* **INSTRUCTIONS TO FOLLOW**:
Can you transcribe the part of the text about the drilled gas tank that opens with the words containing "But that weekend" and closes with "in their policy."?

* **SUPPLIED PASSAGE**:
+++

Laurabelle’s husband happens to be a mechanic by trade, so he spoke to the muffler man who determined that there was a hole in the gas tank! The muffler man put a temporary plug in the hole which was enough to get her home. He said that because gas tanks are plastic these days, she might have hit a rock or something that caused the damage.
But that weekend when Laurabelle’s husband removed the gas tank, he discovered that there were actually two holes. Furthermore, they didn’t just happen by accident, but they were made with a drill! He said that it’s not uncommon these days for vandals to drill holes in a gas tank to siphon gas. He said they probably drilled the first hole then realized that the tank wasn’t as full as they’d thought, so they had to drill a lower hole to get all the gas.
The holes could not simply be patched, and the entire tank had to be replaced. Because he’s a mechanic and could purchase the tank at cost, it only cost them $800! Insurance won’t cover anything because they don’t specifically have a vandalism clause in their policy.
I’m just thankful that Laurabelle was on the patch when this happened. Prior to quitting smoking, her first impulse would’ve been to light up a cigarette after work and hold her hand out the window as she drove. Can you imagine how long it would have taken for her to have killed herself
if when a spark hit that leaking gas?
This pisses me off on numerous levels, but mostly because people today can be such assholes! (Pardon my foul language, but I’m really angry about this!) Back when I was a kid, sure, I knew some jerks who siphoned gas (and, no, I wasn’t one of them), but they did it the “appropriate” way, with a garden hose and their own lungs to start the suction. The most it ever cost anyone was a ten dollar tank of gas and maybe a bit of time off work if they left the next morning and didn’t have enough gas to make it to work.
Of course, if we ever siphoned gas when we were kids, it was only an actual tragedy if it caused someone to miss work or another important event such as a job interview, or perhaps worse if the car owner was an on-call doctor and they missed getting to the hospital in time to save a life. Or if it happened to be a pregnant woman in labor, then that was definitely a tragedy. But for the most part, a ten dollar tank of gas was the worst of the damages, and it was only ten bucks’ worth of damage if the tank was full.
The vandals these days are beyond evil! Not even counting the possibility of a full tank of gas (which can now be upwards of forty dollars), replacing a gas tank, if you do not have the luxury of being married to a mechanic, will be in the thousands! And if the person starts their car and happens to smoke with a gas tank that’s pouring out fuel – or if they even happen to drive past someone else who smokes and tosses their cigarette out the car window – can you imagine just how many people could have been injured, if not killed? And worse yet, if this had happened the month before when we were in the midst of a drought, and a fire ensued, it could’ve cost homeowners near the road their houses, land, or lives!

+++

* **DATASET EXCERPTS**:
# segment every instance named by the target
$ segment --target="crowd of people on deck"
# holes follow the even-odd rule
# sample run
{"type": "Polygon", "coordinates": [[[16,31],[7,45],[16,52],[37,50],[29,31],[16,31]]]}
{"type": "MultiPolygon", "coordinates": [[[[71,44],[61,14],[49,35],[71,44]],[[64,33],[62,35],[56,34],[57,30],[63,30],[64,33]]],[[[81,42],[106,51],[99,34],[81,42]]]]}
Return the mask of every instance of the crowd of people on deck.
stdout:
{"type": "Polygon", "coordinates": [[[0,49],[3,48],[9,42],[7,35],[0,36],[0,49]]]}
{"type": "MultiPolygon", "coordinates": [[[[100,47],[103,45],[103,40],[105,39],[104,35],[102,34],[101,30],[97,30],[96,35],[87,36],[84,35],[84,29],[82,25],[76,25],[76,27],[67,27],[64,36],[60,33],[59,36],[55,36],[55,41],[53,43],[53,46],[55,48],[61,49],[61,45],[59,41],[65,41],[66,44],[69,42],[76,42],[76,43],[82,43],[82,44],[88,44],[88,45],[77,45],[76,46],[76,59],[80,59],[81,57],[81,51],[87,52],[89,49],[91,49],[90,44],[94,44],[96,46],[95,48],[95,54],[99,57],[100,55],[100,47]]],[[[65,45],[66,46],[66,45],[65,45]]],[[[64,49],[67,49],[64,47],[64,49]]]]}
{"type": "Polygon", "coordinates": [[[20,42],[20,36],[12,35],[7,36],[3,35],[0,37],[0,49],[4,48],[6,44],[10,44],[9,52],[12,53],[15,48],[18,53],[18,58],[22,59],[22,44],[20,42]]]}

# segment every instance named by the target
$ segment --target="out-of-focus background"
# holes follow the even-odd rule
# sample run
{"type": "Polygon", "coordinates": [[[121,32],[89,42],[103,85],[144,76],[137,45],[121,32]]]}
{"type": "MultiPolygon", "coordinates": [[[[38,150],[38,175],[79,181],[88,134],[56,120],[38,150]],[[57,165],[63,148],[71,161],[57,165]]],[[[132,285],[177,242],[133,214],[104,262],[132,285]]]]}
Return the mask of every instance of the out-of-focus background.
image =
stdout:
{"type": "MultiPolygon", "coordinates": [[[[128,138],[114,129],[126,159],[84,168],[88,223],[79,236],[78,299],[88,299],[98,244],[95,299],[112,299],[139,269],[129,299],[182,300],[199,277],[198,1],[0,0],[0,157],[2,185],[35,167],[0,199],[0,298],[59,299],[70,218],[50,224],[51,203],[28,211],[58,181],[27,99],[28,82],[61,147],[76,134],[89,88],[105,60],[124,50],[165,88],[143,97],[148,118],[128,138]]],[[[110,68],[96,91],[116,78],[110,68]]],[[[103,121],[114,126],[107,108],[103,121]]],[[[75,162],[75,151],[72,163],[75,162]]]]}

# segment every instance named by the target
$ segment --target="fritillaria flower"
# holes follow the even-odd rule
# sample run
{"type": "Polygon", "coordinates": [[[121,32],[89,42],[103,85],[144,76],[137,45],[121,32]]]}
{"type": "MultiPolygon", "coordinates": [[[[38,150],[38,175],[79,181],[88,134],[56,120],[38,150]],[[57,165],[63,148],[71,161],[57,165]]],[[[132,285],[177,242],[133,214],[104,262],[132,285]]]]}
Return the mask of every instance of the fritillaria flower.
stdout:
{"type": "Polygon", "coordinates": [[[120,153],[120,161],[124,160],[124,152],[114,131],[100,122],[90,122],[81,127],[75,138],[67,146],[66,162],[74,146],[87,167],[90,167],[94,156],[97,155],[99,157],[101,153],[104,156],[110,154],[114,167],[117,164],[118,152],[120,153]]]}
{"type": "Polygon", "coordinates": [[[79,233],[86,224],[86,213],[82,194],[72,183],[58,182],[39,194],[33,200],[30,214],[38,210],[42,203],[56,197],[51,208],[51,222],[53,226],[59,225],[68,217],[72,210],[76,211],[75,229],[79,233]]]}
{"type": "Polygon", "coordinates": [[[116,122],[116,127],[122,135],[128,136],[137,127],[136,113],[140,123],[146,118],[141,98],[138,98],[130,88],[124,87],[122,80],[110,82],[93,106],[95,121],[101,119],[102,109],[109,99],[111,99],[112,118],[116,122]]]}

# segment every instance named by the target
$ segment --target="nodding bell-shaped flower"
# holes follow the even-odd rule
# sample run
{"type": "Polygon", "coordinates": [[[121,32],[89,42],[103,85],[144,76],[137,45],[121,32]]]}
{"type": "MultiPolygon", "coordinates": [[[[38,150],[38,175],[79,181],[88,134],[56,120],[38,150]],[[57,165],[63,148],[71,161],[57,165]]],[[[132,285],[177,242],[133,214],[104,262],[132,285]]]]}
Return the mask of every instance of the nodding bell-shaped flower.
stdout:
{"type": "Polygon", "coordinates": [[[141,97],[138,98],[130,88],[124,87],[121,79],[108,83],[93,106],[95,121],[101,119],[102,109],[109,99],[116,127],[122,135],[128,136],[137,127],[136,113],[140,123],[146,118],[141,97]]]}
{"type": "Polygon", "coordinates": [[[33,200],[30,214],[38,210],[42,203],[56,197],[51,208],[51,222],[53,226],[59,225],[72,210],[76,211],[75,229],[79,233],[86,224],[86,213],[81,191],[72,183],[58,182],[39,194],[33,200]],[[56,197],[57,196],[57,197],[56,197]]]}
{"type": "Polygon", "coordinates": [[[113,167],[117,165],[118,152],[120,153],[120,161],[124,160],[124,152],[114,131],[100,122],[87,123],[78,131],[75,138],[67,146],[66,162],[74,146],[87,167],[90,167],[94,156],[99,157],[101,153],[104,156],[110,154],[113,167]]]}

+++

* **EXERCISE RESULT**:
But that weekend when Laurabelle’s husband removed the gas tank, he discovered that there were actually two holes. Furthermore, they didn’t just happen by accident, but they were made with a drill! He said that it’s not uncommon these days for vandals to drill holes in a gas tank to siphon gas. He said they probably drilled the first hole then realized that the tank wasn’t as full as they’d thought, so they had to drill a lower hole to get all the gas.
The holes could not simply be patched, and the entire tank had to be replaced. Because he’s a mechanic and could purchase the tank at cost, it only cost them $800! Insurance won’t cover anything because they don’t specifically have a vandalism clause in their policy.